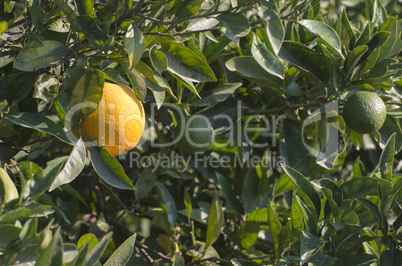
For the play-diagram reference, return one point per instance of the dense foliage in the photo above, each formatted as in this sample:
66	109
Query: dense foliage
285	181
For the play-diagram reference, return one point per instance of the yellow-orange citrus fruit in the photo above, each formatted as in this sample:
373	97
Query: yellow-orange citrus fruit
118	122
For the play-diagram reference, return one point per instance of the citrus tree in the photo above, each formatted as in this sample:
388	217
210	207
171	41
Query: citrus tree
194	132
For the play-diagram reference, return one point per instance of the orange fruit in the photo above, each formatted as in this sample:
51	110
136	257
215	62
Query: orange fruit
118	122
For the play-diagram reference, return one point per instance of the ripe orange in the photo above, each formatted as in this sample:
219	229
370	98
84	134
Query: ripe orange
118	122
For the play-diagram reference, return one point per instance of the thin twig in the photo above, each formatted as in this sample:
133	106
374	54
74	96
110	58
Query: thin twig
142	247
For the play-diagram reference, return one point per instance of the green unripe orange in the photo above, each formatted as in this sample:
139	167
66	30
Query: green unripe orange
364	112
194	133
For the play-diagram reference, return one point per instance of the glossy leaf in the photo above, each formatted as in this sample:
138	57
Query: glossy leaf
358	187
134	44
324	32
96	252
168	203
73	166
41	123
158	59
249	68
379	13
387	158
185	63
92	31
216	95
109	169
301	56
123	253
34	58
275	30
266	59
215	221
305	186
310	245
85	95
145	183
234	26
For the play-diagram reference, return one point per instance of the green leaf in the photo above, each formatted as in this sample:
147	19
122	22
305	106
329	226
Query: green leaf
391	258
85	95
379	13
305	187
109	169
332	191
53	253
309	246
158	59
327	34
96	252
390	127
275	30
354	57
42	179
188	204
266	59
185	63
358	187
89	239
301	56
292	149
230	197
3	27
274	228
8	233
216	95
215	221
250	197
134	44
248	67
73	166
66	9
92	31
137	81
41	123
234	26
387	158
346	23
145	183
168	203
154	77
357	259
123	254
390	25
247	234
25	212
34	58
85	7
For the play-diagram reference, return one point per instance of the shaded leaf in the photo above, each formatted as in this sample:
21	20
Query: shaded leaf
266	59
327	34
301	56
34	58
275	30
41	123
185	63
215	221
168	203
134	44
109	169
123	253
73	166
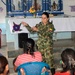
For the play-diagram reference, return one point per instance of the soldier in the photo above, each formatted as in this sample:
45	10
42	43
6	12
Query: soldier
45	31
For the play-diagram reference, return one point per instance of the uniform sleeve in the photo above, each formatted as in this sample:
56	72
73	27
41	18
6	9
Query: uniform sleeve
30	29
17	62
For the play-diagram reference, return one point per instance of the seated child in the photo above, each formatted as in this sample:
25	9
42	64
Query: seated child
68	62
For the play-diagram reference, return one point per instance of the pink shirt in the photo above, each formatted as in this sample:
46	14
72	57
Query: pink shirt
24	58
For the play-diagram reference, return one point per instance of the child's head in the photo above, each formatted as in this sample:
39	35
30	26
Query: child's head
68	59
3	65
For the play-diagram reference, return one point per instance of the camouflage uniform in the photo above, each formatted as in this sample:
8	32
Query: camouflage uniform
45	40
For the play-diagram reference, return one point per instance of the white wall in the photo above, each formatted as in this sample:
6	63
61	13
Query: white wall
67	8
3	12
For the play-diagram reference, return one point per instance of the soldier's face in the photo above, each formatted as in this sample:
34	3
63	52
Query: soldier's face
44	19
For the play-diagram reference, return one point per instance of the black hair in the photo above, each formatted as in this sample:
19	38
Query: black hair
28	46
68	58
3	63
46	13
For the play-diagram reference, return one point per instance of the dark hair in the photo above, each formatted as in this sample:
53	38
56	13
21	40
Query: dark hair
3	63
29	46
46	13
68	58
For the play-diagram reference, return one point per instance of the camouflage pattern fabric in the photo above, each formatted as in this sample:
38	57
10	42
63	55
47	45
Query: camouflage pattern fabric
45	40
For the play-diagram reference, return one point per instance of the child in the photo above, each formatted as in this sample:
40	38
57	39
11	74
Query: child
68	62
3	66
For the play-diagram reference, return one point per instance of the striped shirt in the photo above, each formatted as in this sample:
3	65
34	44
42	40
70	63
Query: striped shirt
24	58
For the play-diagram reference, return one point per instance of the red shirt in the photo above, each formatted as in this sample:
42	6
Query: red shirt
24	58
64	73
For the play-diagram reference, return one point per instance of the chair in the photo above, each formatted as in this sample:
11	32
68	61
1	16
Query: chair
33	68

PROMPT: Restate the material above word for word, so that nothing changes except that the pictures are gone.

TASK ANSWER:
For the play-diagram reference, return one point per instance of the dense foliage in the photo above, each formatted as in this sample:
66	109
Query: dense foliage
285	181
For the play-diagram reference, return one point per instance of the yellow-orange citrus fruit in the photo above, each formatted as in this sample:
373	97
Query: yellow-orange citrus fruit
118	122
For the play-diagram reference, return one point per instance of the citrus tree in the photo above, each formatted as in this sample:
388	217
210	207
171	41
Query: citrus tree
194	132
For the play-diagram reference, return one point per instance of the orange fruit in the photo above, each formatted as in this sample:
51	110
136	257
215	62
Query: orange fruit
118	122
For the play-diagram reference, return one point per instance of the ripe orange in the photo above, each formatted as in this sample:
219	229
370	98
84	134
Query: ripe orange
118	122
For the play-diagram reference, return one point per instance of the thin twig in the photo above, each formatted as in this sample:
133	106
374	54
74	96
110	58
Query: thin twig
142	247
For the play-diagram reference, return one point per instance of the green unripe orange in the photo above, each formatted as in this sample:
139	167
66	30
Query: green unripe orange
364	112
194	133
For the play-diagram reference, return one point per instance of the glossy leaf in the photo above, each formatted as in this sample:
138	57
Query: glossy leaf
358	187
134	44
324	32
96	252
168	203
73	166
41	123
158	59
249	68
379	13
387	158
185	63
92	31
216	95
109	169
301	56
123	253
34	58
275	30
266	59
215	221
305	186
310	245
85	95
145	183
234	26
For the play-diagram reference, return one point per instance of the green leaf in the photo above, each formatted as in this sample:
147	19
122	22
305	106
329	226
Query: green leaf
391	258
85	95
379	13
305	187
109	169
332	191
53	253
309	246
158	59
327	34
96	252
390	127
275	30
354	57
42	179
188	204
266	59
185	63
358	187
89	239
301	56
292	149
230	197
3	27
274	228
8	233
216	95
215	221
250	197
134	44
248	67
73	166
66	9
92	31
137	81
41	123
234	26
387	158
346	23
145	183
168	203
154	77
357	259
123	254
390	25
247	234
25	212
34	58
85	7
For the play-diagram reference, return one point per instance of the shaded leaf in the photo above, each formatted as in this sample:
21	20
Query: shaded leaf
266	59
327	34
301	56
34	58
275	30
41	123
185	63
215	221
168	203
134	44
109	169
123	253
73	166
For the play-diagram reference, return one point per instance of the soldier in the photo above, each formatted as in this sample:
45	10
42	43
6	12
Query: soldier
45	31
For the play-diagram reference, return one point per instance of the uniform sleeve in the photo above, each formatted as in this sample:
56	72
73	27
41	18
6	9
Query: uniform sleeve
30	29
17	62
For the play-diagram reference, return one point per instance of the seated child in the photo above, each formatted as in this sample:
25	9
42	64
Query: seated child
68	62
For the play-diagram reference, return one point per instance of the pink shirt in the photo above, each formatted as in this sample:
46	14
72	57
Query: pink shirt
24	58
For the play-diagram reference, return one point per instance of the child's head in the photo above, each formatted as in this sample:
39	35
30	26
Query: child's head
68	59
3	65
For the play-diagram reference, return one point per instance of the camouflage uniform in the photo above, each formatted as in this sample:
8	32
Query: camouflage uniform
45	40
For the play-diagram reference, return one point per instance of the white wall in the photo above, each formatted as in this sample:
6	63
61	13
Query: white wall
67	8
3	12
For the play-diagram reference, return one point per instance of the soldier's face in the photo above, each formatted as in this sample:
34	3
63	52
Query: soldier's face
44	19
For the play-diagram reference, return one point per instance of the black hair in the photo above, each formatted as in this sample:
19	38
Query: black hair
28	46
68	58
3	63
46	13
For the play-diagram reference, return one point per instance of the dark hair in the photo above, each formatted as in this sample:
53	38
56	13
21	40
Query: dark hair
3	63
29	46
46	13
68	58
For the play-diagram reference, return one point per instance of the camouflage pattern fabric in the photo above, each formatted as in this sample:
38	57
10	42
63	55
47	45
Query: camouflage pattern fabric
45	40
For the play-diagram reference, return one point per instance of the child in the photo above, each formatted as in this sample:
40	38
57	39
11	74
Query: child
68	62
3	66
For the play-diagram reference, return one point per instance of the striped shirt in the photo above, each formatted as in this sample:
3	65
34	44
42	40
70	63
Query: striped shirt
24	58
For the play-diagram reference, return one point per instance of the red shirt in the photo above, each formatted as in this sample:
42	6
Query: red shirt
24	58
64	73
For the play-diagram reference, return one point per instance of the chair in the photo above, each formatted as in this sample:
11	32
68	61
1	16
Query: chair
33	68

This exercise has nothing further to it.